[Available data]
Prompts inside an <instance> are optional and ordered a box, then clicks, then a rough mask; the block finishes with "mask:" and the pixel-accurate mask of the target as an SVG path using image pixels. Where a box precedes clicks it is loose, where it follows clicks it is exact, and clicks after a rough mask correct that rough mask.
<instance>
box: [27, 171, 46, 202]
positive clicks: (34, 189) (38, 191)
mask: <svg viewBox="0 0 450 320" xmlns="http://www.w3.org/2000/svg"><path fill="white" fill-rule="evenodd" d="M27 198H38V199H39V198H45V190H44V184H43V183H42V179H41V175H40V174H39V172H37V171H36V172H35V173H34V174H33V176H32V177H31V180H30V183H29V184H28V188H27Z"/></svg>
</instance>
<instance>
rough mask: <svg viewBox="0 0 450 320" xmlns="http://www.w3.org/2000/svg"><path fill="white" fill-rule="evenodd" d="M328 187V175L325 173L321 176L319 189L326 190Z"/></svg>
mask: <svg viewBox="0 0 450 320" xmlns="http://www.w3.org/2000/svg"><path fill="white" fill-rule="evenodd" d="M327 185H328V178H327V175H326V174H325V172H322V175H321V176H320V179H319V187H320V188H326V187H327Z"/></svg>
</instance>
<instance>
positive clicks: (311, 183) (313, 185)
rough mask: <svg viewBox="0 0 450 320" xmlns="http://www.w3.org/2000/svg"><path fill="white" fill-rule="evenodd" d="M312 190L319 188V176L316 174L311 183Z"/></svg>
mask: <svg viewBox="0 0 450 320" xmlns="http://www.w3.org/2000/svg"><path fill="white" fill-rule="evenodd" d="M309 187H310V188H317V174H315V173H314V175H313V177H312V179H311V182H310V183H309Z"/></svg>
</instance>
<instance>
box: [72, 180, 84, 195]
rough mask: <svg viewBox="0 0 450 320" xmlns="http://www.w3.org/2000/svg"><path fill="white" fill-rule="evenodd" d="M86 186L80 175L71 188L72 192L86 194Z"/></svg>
[/Available data]
→ **Exercise brief**:
Return every line above unchanged, from the first to the last.

→ **Output for this exercise**:
Prompts inside an <instance> are optional and ordered a box, then clicks, then a rough mask; the block finishes with "mask:" and the pixel-accurate mask of the target as an SVG path using image pixels. Where a box precedes clicks it is loose, where it follows clicks it is exact, and clicks after a rough mask correct that rough mask.
<instance>
box: [27, 171, 46, 202]
positive clicks: (34, 189) (38, 191)
mask: <svg viewBox="0 0 450 320" xmlns="http://www.w3.org/2000/svg"><path fill="white" fill-rule="evenodd" d="M27 198H38V199H39V198H45V190H44V184H43V183H42V179H41V175H40V174H39V172H37V171H36V172H35V173H34V174H33V176H32V177H31V180H30V183H29V184H28V188H27Z"/></svg>
</instance>
<instance>
rough mask: <svg viewBox="0 0 450 320" xmlns="http://www.w3.org/2000/svg"><path fill="white" fill-rule="evenodd" d="M328 187V175L325 173L321 176L319 189L326 190Z"/></svg>
mask: <svg viewBox="0 0 450 320" xmlns="http://www.w3.org/2000/svg"><path fill="white" fill-rule="evenodd" d="M327 185H328V178H327V175H326V174H325V172H322V175H321V176H320V179H319V187H320V188H326V187H327Z"/></svg>
</instance>
<instance>
positive clicks: (311, 183) (313, 185)
rough mask: <svg viewBox="0 0 450 320" xmlns="http://www.w3.org/2000/svg"><path fill="white" fill-rule="evenodd" d="M312 190L319 188V176L316 174L311 183Z"/></svg>
mask: <svg viewBox="0 0 450 320" xmlns="http://www.w3.org/2000/svg"><path fill="white" fill-rule="evenodd" d="M309 187H310V188H317V174H315V173H314V175H313V177H312V179H311V182H310V183H309Z"/></svg>
</instance>
<instance>
box: [72, 180, 84, 195]
rough mask: <svg viewBox="0 0 450 320" xmlns="http://www.w3.org/2000/svg"><path fill="white" fill-rule="evenodd" d="M86 186L80 175L71 188L72 192L86 194Z"/></svg>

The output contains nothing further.